▸ Text to read:
....................

Who is an Afropolitan? With the help of Tolu Ogunlesi and others, CNN tackles the question

 

Panellists for ”What is an Afropolitan?” (Left to Right): founder of Afro-Pop Live Yemi Alade-Lawal; journalist and author, Hannah Pool; designer & Afri-Love Blogger Lulu Kitololo; writer and blogger, Minna Salami, aka MsAfropolitan; and journalist, poet and writer, Tolu Ogunlesi

By Chi Ibe

The word Afropolitan first appeared in a 2005 magazine article by Nigerian/Ghanaian writer Taiye Selasi. Selasi wrote about multilingual Africans with different ethnic mixes living around the globe — as she put it “not citizens but Africans of the world.”

Brendah Nyakudya, editor of Afropolitan magazine, produced in South Africa is a Zimbabwean based in Johannesburg, but has lived in London, she describes being Afropolitan as having Arican roots but being raised by the world. “That’s helped form my identity,” she said.

An Afropolitan is someone who has roots in Africa, raised by the world, but still has an interest in the continent and is making an impact.

Tolu Ogunlesi who is a Nigerian journalist dosen’t think the term Afropolitan is that easy to define. He says it’s a problematic term and its meaning is hard to pin down.

“It’s a problematic term because it’s supposed to combine (the words) African and cosmopolitan,” says Ogunlesi. “What it should mean is an African person in an urban environment, with the outlook and mindset that comes with urbanization — people who live Lagos, Nairobi, and have this world-facing outlook. But people who consider themselves Afropolitan are not here in the continent, they are out there in the global capitals,” he said.

....................

Using the article on Afropolitans, answer yes or no to whether each statement agrees with it, and quote the exact words that decide it. (a) The word Afropolitan first appeared in a 2005 magazine article. (b) Ogunlesi says that people who consider themselves Afropolitan are mostly living on the continent. (c) Brendah Nyakudya is based in London.

....................

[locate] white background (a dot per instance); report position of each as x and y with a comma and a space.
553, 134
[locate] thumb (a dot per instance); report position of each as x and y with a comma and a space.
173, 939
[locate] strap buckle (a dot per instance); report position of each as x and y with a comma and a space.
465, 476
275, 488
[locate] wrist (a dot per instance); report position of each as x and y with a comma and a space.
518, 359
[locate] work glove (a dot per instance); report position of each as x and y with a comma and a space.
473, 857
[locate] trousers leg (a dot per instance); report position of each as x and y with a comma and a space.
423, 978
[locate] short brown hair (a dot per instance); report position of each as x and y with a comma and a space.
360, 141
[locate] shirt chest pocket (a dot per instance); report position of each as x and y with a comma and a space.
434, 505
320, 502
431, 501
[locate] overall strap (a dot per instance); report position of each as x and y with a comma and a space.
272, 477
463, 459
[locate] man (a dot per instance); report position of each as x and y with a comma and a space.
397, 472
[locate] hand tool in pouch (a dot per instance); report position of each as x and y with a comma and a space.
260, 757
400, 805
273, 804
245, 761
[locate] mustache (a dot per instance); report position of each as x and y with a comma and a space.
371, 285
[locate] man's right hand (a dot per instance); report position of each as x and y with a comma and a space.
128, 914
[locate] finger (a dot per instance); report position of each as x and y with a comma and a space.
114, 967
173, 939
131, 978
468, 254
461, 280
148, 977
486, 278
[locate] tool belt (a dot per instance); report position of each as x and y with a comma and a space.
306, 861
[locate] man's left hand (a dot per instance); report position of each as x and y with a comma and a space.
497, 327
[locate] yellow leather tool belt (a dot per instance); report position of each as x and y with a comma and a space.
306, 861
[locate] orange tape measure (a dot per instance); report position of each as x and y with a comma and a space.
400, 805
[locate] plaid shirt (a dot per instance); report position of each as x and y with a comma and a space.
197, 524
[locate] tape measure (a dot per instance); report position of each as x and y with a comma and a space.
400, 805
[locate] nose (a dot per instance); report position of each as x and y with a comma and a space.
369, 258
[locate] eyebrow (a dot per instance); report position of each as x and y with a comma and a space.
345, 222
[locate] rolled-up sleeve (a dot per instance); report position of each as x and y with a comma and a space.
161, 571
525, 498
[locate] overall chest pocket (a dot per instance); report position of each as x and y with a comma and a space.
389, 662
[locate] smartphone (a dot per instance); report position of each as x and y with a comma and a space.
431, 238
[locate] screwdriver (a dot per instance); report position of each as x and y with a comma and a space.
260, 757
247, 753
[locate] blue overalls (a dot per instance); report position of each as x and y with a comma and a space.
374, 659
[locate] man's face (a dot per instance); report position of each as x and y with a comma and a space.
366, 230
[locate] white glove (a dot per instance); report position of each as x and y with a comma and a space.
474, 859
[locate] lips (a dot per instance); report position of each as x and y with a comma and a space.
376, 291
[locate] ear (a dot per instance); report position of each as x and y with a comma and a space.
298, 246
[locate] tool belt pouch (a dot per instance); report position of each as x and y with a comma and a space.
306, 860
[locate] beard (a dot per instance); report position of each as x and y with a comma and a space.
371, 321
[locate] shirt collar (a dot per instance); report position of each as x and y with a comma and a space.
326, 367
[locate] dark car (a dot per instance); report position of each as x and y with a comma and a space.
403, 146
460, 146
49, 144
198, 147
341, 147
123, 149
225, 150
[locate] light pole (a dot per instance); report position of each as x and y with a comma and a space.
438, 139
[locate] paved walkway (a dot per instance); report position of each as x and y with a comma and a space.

....................

▸ In response:
(a) Yes: "The word Afropolitan first appeared in a 2005 magazine article by Nigerian/Ghanaian writer Taiye Selasi."
(b) No: "But people who consider themselves Afropolitan are not here in the continent, they are out there in the global capitals"
(c) No: "is a Zimbabwean based in Johannesburg, but has lived in London"